Prompt: Your answer must be an exact copy of the records below, minus any images.

>>

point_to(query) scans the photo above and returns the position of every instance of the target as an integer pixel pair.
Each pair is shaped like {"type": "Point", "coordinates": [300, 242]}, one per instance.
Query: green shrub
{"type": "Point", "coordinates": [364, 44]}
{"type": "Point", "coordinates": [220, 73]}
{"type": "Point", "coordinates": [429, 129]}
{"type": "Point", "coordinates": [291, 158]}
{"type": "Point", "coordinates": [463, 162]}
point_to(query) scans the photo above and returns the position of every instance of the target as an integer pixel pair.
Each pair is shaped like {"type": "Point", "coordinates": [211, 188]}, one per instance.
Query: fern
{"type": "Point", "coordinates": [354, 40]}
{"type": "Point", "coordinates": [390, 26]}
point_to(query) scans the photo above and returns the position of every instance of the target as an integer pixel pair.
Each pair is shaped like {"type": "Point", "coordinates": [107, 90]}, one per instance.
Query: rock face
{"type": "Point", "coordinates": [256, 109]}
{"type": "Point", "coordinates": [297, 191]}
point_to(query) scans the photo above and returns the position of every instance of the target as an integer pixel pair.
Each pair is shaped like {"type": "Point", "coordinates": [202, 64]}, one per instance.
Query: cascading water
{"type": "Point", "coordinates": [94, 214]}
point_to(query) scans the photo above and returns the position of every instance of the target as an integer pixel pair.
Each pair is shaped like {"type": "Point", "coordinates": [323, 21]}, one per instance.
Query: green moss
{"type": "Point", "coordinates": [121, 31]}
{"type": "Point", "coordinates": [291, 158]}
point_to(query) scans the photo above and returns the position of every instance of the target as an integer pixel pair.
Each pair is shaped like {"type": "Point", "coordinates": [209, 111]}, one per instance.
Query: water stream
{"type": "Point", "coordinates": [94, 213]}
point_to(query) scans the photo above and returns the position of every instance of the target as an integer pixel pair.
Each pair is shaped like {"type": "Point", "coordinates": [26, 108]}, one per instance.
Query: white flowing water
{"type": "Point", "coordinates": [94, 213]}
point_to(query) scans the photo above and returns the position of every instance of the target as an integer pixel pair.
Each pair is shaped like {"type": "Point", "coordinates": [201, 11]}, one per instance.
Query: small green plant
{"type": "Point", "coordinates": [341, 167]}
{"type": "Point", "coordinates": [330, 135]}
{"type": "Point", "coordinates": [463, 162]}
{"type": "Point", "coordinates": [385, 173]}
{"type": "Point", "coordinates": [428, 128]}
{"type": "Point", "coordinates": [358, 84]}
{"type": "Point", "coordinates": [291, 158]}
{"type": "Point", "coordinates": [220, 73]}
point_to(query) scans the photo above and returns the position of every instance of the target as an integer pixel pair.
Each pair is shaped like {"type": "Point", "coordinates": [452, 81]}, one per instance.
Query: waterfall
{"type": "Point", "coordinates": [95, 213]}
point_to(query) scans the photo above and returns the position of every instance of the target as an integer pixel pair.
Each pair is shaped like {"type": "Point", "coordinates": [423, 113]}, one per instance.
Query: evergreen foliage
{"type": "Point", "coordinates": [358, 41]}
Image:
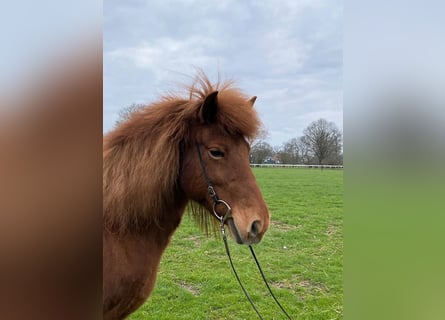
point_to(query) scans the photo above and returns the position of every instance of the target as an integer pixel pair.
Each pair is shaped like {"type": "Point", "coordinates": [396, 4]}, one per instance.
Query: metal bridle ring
{"type": "Point", "coordinates": [228, 211]}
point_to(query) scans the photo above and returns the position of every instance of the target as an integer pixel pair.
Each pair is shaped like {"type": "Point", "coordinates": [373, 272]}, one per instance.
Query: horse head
{"type": "Point", "coordinates": [218, 153]}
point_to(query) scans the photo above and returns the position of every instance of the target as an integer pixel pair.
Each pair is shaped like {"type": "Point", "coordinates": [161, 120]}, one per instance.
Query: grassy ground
{"type": "Point", "coordinates": [301, 255]}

<<

Response box:
point_to(query) scans the photo above and returns the position of every instance of the target as an integer pixel pair.
Each pair is shaped like {"type": "Point", "coordinates": [300, 242]}, one per instance.
Query: green shrub
{"type": "Point", "coordinates": [364, 44]}
{"type": "Point", "coordinates": [220, 73]}
{"type": "Point", "coordinates": [429, 129]}
{"type": "Point", "coordinates": [291, 158]}
{"type": "Point", "coordinates": [463, 162]}
point_to(query) scans the photo above and returns the position of every instance of the target as an integer pixel pair.
Each pair is shaped like {"type": "Point", "coordinates": [211, 188]}, one per instance.
Query: fern
{"type": "Point", "coordinates": [354, 40]}
{"type": "Point", "coordinates": [390, 26]}
point_to(query) scans the photo above and returns the position of every instance of the target as an integer pixel pair.
Each pair is shaped like {"type": "Point", "coordinates": [107, 90]}, one per instance.
Query: rock face
{"type": "Point", "coordinates": [256, 109]}
{"type": "Point", "coordinates": [297, 191]}
point_to(query) scans the photo above and returns the position of every instance of the target as an integer pixel pair.
Each pair is shaped like {"type": "Point", "coordinates": [202, 64]}, one per instance.
Query: cascading water
{"type": "Point", "coordinates": [94, 214]}
point_to(query) scans the photo above and returns the position of every instance of the target as an integer pixel pair.
Each pair is shaped like {"type": "Point", "coordinates": [323, 21]}, one per instance.
Query: green moss
{"type": "Point", "coordinates": [121, 31]}
{"type": "Point", "coordinates": [291, 158]}
point_to(query) scans the photo above and returns the position of every instance of the target as an integer pixel pair.
Each pair is shaped like {"type": "Point", "coordinates": [209, 111]}, one per instance.
Query: water stream
{"type": "Point", "coordinates": [94, 213]}
point_to(query) scans the photo above and returns the position of every instance of the target as an integer pixel pair.
Each pair is shaped like {"type": "Point", "coordinates": [26, 108]}, one per instance.
Query: white flowing water
{"type": "Point", "coordinates": [94, 213]}
point_to(query) scans the photo above and returns the position of every instance of the target as an integer pixel pair.
Each pair is shaped like {"type": "Point", "coordinates": [201, 11]}, one per instance.
Query: small green plant
{"type": "Point", "coordinates": [341, 167]}
{"type": "Point", "coordinates": [330, 135]}
{"type": "Point", "coordinates": [463, 162]}
{"type": "Point", "coordinates": [385, 173]}
{"type": "Point", "coordinates": [428, 128]}
{"type": "Point", "coordinates": [358, 84]}
{"type": "Point", "coordinates": [291, 158]}
{"type": "Point", "coordinates": [220, 73]}
point_to(query) scans the photo above and returns the position of every instance of the target as an integer pixel pair.
Each pair is shaped like {"type": "Point", "coordinates": [452, 81]}, one per instance.
Query: waterfall
{"type": "Point", "coordinates": [95, 213]}
point_to(query) scans the photo above and returns the position of every instance of the target as an integer pixel pair.
Each pair is shaped like {"type": "Point", "coordinates": [423, 113]}, one per instance.
Query: evergreen foliage
{"type": "Point", "coordinates": [358, 41]}
Image:
point_to(query) scans the photo above and returns the position of every instance of the target as an integer pixel pair.
Each pair is shaped like {"type": "Point", "coordinates": [396, 4]}, one per instance.
Query: metal bridle ring
{"type": "Point", "coordinates": [228, 211]}
point_to(query) scans the photo above and returns the position of every instance of the target as an integer pixel pair.
Each pair is shaped like {"type": "Point", "coordinates": [373, 272]}, one per instance.
Query: horse head
{"type": "Point", "coordinates": [218, 153]}
point_to(query) scans the photo above and returns the position of every instance of the target as an integer pixel pair.
Each pair is shaped like {"type": "Point", "coordinates": [161, 120]}, one per instance.
Query: grassy ground
{"type": "Point", "coordinates": [301, 255]}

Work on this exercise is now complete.